◆ **RECORD DA ANALIZZARE**
···

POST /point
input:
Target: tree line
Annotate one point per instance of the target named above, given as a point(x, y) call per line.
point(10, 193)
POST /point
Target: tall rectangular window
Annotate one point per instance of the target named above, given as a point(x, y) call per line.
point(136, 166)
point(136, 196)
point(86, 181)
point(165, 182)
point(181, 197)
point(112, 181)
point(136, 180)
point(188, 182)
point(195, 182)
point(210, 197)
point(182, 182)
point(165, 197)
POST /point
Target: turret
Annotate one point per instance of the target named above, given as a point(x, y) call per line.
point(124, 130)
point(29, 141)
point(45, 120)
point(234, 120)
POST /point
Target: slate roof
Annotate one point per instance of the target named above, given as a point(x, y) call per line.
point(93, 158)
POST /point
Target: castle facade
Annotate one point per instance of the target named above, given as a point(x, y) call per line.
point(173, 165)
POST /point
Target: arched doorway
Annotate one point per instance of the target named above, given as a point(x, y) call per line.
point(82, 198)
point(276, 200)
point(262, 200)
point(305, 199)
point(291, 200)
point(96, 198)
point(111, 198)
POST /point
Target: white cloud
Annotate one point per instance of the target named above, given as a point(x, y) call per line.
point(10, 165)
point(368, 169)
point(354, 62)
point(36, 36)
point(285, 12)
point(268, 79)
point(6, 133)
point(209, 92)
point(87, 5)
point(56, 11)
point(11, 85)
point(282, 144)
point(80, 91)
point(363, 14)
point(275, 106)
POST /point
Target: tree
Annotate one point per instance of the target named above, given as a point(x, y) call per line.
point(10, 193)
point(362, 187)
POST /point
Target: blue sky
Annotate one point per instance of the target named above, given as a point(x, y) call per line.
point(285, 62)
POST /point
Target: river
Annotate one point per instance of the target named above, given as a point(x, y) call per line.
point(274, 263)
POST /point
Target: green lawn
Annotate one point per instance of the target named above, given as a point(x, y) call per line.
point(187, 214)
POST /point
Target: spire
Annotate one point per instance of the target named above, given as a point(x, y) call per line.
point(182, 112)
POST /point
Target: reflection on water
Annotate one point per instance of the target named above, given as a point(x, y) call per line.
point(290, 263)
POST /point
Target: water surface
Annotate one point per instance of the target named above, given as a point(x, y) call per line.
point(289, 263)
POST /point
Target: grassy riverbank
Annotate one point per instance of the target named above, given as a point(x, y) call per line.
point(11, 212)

···

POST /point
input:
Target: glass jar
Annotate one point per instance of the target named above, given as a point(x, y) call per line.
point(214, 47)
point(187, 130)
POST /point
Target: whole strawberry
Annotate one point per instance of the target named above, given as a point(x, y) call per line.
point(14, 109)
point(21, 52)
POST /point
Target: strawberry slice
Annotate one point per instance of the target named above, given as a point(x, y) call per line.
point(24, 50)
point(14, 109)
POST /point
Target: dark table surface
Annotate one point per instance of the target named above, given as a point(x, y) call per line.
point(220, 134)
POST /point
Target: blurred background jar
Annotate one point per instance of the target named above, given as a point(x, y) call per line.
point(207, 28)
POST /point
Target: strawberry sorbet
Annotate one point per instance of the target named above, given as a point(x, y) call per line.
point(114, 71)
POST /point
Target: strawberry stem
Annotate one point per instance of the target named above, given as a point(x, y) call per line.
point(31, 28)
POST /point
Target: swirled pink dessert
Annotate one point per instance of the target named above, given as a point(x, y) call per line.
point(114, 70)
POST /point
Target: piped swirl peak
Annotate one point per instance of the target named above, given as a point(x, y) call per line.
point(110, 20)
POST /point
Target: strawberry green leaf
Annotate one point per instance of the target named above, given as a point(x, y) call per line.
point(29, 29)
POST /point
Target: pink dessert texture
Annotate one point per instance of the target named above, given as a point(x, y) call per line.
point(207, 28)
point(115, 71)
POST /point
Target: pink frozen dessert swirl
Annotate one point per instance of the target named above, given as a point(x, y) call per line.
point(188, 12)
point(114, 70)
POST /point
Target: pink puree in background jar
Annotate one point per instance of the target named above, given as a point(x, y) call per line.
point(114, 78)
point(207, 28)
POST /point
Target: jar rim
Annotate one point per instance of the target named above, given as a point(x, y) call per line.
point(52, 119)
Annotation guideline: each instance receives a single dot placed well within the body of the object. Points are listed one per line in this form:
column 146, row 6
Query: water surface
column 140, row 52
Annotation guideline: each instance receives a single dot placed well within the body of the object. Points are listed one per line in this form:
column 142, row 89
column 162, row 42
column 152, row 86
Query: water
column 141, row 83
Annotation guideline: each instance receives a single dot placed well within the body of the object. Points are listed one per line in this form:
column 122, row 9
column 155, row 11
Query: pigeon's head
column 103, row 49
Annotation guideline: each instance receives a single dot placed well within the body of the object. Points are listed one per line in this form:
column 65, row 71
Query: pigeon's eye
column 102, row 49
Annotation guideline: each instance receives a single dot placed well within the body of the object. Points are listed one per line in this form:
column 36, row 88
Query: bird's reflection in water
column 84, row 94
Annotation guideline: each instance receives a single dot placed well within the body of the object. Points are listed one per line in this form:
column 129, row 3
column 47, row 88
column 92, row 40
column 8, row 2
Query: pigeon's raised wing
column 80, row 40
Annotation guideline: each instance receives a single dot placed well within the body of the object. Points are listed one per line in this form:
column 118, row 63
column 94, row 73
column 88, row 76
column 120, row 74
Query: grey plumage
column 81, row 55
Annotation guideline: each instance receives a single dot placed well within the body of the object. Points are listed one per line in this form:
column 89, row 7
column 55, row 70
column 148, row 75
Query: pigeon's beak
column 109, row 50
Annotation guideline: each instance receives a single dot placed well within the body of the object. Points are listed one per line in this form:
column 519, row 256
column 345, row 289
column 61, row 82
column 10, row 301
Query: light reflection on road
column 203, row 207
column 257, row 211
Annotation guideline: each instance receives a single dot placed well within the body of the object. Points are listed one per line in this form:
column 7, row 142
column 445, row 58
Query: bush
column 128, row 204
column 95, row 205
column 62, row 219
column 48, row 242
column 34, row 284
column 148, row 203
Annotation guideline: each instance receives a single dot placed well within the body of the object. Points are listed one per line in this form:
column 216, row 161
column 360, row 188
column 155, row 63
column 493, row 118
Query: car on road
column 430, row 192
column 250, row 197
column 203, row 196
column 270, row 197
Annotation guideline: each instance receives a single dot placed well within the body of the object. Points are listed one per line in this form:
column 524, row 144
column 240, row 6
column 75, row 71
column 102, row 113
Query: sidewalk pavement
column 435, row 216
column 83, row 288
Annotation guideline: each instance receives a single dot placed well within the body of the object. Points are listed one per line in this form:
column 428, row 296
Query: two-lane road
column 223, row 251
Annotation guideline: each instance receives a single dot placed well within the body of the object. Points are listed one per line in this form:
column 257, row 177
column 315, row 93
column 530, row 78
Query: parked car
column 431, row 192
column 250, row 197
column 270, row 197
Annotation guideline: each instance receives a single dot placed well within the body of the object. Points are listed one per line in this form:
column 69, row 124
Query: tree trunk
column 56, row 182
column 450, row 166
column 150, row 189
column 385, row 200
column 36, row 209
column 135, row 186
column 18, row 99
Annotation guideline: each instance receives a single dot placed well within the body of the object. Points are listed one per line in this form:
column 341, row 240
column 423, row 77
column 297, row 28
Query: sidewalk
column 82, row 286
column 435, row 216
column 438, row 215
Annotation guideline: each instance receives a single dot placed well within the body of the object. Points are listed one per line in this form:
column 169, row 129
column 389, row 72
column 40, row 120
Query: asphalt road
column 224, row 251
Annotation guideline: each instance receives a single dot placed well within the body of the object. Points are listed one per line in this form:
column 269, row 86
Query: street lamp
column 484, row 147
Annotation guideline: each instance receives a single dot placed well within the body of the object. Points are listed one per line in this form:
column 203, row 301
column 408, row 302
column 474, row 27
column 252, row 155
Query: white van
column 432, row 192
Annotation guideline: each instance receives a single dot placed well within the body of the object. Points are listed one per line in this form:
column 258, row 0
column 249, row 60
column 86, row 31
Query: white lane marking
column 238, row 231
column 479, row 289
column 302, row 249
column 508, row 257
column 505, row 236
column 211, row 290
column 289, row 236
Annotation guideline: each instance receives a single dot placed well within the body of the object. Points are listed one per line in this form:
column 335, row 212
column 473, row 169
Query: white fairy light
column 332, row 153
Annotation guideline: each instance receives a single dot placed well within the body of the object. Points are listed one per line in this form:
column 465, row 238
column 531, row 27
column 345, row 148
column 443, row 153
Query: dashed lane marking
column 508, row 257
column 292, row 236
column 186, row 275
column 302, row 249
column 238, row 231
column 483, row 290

···

◆ **COSA FARE**
Determina quante righe dei record contengono la stringa "road", considerando distinte maiuscole e minuscole, e riporta solo il numero.

◆ **RISPOSTA SCRITTA**
4